Assignment: Among the entries below, tally each line in which the word "concrete" is found, then state the tally alone.

Study material:

════════════════

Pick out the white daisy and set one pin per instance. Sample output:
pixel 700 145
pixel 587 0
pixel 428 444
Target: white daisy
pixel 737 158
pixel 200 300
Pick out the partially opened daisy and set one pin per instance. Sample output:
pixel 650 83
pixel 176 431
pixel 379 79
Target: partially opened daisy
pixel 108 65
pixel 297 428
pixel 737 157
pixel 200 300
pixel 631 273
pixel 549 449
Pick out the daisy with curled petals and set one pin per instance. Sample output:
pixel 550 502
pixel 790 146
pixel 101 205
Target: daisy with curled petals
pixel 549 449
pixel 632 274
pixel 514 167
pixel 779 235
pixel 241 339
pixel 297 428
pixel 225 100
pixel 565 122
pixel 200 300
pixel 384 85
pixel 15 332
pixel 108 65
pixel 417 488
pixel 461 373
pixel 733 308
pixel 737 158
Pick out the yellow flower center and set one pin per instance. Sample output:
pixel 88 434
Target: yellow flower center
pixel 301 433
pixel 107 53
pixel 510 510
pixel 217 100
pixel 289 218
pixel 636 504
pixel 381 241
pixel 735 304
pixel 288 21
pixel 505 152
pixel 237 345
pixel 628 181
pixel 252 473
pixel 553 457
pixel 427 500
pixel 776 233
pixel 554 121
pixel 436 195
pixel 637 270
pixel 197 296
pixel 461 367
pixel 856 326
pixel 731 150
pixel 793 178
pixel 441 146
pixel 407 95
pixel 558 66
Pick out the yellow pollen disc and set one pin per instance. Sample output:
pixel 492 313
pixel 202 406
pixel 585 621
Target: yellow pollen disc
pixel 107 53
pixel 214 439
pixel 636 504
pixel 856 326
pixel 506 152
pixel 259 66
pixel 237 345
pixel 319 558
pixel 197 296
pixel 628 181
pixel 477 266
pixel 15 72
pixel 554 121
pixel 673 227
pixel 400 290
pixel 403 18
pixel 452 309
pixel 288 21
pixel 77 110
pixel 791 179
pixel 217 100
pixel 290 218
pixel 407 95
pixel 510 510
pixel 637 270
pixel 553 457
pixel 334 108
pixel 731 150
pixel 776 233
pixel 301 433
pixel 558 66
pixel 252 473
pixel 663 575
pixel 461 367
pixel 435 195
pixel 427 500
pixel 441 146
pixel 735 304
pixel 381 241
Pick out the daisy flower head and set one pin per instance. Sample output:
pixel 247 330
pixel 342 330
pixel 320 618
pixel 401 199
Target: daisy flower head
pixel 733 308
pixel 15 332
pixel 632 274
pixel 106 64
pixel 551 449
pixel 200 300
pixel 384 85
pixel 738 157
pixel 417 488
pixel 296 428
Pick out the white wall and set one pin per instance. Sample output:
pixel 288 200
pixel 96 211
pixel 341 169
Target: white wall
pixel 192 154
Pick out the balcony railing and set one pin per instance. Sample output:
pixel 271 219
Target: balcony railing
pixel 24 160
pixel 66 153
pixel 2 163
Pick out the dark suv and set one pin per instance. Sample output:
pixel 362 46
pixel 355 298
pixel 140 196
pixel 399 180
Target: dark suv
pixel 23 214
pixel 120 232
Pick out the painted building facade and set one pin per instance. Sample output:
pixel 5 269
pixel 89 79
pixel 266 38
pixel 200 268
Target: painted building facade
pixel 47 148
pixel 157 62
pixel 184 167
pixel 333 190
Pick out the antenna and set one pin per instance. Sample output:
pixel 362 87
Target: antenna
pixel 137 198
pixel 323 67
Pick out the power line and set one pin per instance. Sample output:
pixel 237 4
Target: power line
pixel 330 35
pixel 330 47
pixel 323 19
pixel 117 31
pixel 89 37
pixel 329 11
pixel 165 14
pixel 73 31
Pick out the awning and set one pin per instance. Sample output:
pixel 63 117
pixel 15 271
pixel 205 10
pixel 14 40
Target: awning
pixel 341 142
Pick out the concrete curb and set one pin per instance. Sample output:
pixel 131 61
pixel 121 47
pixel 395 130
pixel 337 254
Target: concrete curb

════════════════

Solution for this problem: 2